+++ Text under study

Application of imaging mass spectrometry for the molecular diagnosis of human breast tumors

Abstract

Distinguishing breast invasive ductal carcinoma (IDC) and breast ductal carcinoma in situ (DCIS) is a key step in breast surgery, especially to determine whether DCIS is associated with tumor cell micro-invasion. However, there is currently no reliable method to obtain molecular information for breast tumor analysis during surgery. Here, we present a novel air flow-assisted ionization (AFAI) mass spectrometry imaging method that can be used in ambient environments to differentiate breast cancer by analyzing lipids. In this study, we demonstrate that various subtypes and histological grades of IDC and DCIS can be discriminated using AFAI-MSI: phospholipids were more abundant in IDC than in DCIS, whereas fatty acids were more abundant in DCIS than in IDC. The classification of specimens in the subtype and grade validation sets showed 100% and 78.6% agreement with the histopathological diagnosis, respectively. Our work shows the rapid classification of breast cancer utilizing AFAI-MSI. This work suggests that this method could be developed to provide surgeons with nearly real-time information to guide surgical resections.

Figure 1

AFAI-MSI of samples of (A,C) low-grade breast ductal carcinoma in situ and (B,D) high-grade breast invasive ductal carcinoma. Positive ion mode AFAI-MSI ion images of sample N₄₉ and sample N₂₂ showing the distribution of (A1, B1) m/z 706.5, PC(30:0); (A2, B2) m/z 718.6, PC(32:0) or PE(35:0); (A3, B3) m/z 724.5, PE(34:1); and (A4, B4) m/z 730.5, PC(32:2). Negative ion mode AFAI-MSI ion images of sample N₄₉ and sample N₂₂ showing the distribution of (C1, D1) m/z 295.2, FA(18:2); (C2, D2) m/z 311.2, octadecanoids; (C3, D3) m/z 327.2, FA(22:6); and (C4, D4) m/z 329.2, FA(22:5). Lower magnification images with expanded views of an adjacent H&E-stained section are shown in (E).

Figure 2. AFAI-MSI of (A1) low-, (B1) intermediate-, and (C1) high-grade breast invasive ductal carcinoma in samples N₅, N₆ and N₂₃.

++++++
+++ Exercise data

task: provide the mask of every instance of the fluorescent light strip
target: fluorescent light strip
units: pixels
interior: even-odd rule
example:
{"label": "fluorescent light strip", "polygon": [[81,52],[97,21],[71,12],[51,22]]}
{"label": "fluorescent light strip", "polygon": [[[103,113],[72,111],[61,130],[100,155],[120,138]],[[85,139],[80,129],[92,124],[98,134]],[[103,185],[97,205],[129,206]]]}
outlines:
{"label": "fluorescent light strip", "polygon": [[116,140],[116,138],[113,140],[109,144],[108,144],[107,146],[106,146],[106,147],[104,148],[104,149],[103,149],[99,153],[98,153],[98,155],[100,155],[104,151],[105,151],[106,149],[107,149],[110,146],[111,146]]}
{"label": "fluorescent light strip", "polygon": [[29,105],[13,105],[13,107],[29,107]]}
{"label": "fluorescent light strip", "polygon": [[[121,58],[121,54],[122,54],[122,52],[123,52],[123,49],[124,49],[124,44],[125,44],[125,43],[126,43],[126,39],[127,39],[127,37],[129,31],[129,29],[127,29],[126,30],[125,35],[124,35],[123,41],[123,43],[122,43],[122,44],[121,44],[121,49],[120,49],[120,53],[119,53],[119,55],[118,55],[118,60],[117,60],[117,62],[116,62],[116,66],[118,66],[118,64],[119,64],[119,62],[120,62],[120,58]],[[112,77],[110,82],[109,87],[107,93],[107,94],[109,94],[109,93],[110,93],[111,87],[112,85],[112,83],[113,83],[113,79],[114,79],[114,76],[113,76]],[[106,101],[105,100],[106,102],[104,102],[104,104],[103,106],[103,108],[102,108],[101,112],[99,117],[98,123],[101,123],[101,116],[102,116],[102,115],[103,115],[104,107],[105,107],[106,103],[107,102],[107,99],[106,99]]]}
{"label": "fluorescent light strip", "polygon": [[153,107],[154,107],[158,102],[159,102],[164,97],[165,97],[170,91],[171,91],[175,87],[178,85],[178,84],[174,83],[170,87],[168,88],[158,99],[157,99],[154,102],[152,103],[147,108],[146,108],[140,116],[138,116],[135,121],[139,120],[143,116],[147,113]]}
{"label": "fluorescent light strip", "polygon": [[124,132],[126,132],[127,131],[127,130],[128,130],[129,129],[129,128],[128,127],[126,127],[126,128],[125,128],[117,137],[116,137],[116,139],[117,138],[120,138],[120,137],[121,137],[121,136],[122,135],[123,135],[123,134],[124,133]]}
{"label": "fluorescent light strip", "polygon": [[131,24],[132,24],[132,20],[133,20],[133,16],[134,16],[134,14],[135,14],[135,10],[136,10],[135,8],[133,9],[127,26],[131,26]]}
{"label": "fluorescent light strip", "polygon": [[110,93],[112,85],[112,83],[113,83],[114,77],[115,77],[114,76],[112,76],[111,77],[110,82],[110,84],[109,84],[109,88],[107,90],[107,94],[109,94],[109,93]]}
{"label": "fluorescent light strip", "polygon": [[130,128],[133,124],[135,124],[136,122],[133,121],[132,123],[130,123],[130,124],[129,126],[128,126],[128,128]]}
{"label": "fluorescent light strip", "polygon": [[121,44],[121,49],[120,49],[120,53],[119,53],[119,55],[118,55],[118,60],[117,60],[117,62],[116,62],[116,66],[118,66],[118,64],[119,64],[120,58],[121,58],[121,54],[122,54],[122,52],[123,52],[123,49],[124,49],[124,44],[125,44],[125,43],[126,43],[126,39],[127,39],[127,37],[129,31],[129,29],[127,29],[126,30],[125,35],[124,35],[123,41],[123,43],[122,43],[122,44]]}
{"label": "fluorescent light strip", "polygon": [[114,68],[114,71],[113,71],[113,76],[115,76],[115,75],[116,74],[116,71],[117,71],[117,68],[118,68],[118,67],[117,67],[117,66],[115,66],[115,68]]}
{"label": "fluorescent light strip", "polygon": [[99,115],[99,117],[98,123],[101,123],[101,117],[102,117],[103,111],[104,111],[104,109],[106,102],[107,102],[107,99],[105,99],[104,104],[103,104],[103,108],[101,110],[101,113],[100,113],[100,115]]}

++++++

Exercise tasks:
• a. Answer these questions from the text on imaging mass spectrometry of breast tumors.
(i) Which class of lipids was more abundant in invasive ductal carcinoma than in ductal carcinoma in situ?
(ii) What level of agreement with the histopathological diagnosis did the classification reach in the grade validation set?
(iii) In Figure 1, which compound is listed for m/z 295.2?
• b. Continue the text on imaging mass spectrometry of breast tumors from the point where it stops.

Solved tasks:
• a.
(i) Phospholipids.
(ii) 78.6%.
(iii) FA(18:2).

• b.
Positive ion mode AFAI-MS ion images of (A1, B1, C1) m/z 782.6, [PC(34:1)+Na]⁺; (A2, B2, B3) m/z 808.6, [PC(36:2)+Na]⁺; (A3, B3, C3) m/z 810.6, [PC(36:1)+Na]⁺; and (A4, B4, C4) m/z 813.6, SM(42:2). Lower magnification images with expanded views of an adjacent H&E-stained section are shown in (D).

Figure 3. AFAI-MSI of breast cancer samples of (A1) low-, (B1) intermediate-, and (C1) high-grade breast ductal carcinoma in situ in samples N₄₉, N₃₉ and N₂₉.

Negative ion mode AFAI-MS ion images of (A1, B1, C1) m/z 295.2, FA(18:2); (A2, B2, C2) m/z 311.2, octadecanoids; (A3, B3, C3) m/z 327.2, FA(22:6); and (A4, B4, C4) m/z 329.2, FA(22:5). Lower magnification images with expanded views of an adjacent H&E-stained section are shown in (D).

Figure 4

The statistical box plots show the ion intensity of (A, B) IDC and DCIS; (C) low-, intermediate-, and high-grade IDC; (D) low-, intermediate-, and high-grade DCIS.

Figure 5. Tumor heterogeneity was assessed based on AFAI-MSI ion images of sample N₄₈.

Positive and negative ion images of (A) m/z 281.2, oleic acid; (B) m/z 295.2, FA(18:2); (C) m/z 329.2, FA(22:5); (D) m/z 703.6, SM(34:1); (E) m/z 718.6, PC(32:0) or PE(35:0); and (F) m/z 734.6, PC(32:0). An optical image of an adjacent H&E-stained section is shown in (G), with the region of breast invasive ductal cancer delineated with a dotted blue line, the region of breast ductal carcinoma in situ delineated by a dotted red line and a magnified border between these two regions. (H) plots the total abundance of the ions m/z 295.24, m/z 703.59, and m/z 720.54 by the distance (mm) along the dotted black line marked.

Figure 6. AFAI-MSI of breast ductal carcinoma in situ with focal micro-invasion.

Positive and negative ion mode AFAI-MS ion images of sample N₂₉ showing the distribution of (A) m/z 281.2, oleic acid; and (B) m/z 706.5, PC(30:0). An optical image of an adjacent H&E-stained section is shown in (C).